> Exercise requirements
Rewrite the listing from the line that contains "Where can the flamingo's" through the line that contains "Target: flamingo's head", swapping "pin" for "marker" and leaving everything else untouched. Return only those lines.

> Provided records
|---|

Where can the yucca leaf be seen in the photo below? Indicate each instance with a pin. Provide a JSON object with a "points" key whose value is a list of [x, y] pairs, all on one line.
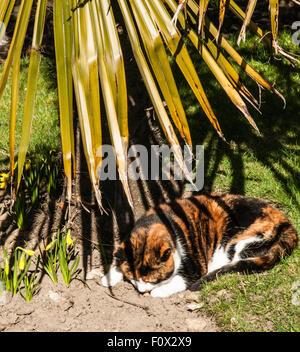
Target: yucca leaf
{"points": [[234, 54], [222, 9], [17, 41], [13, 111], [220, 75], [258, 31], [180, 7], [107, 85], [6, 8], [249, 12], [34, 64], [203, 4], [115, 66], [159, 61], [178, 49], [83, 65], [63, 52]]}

|---|

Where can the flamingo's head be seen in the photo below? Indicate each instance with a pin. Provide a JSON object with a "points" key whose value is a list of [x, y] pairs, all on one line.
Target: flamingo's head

|---|

> Answer to the task
Where can the flamingo's head be seen in the photo below? Indicate each instance with a marker. Provide a JSON object with a "points" key whose value is a list of [x, y] pairs, all on one line.
Target: flamingo's head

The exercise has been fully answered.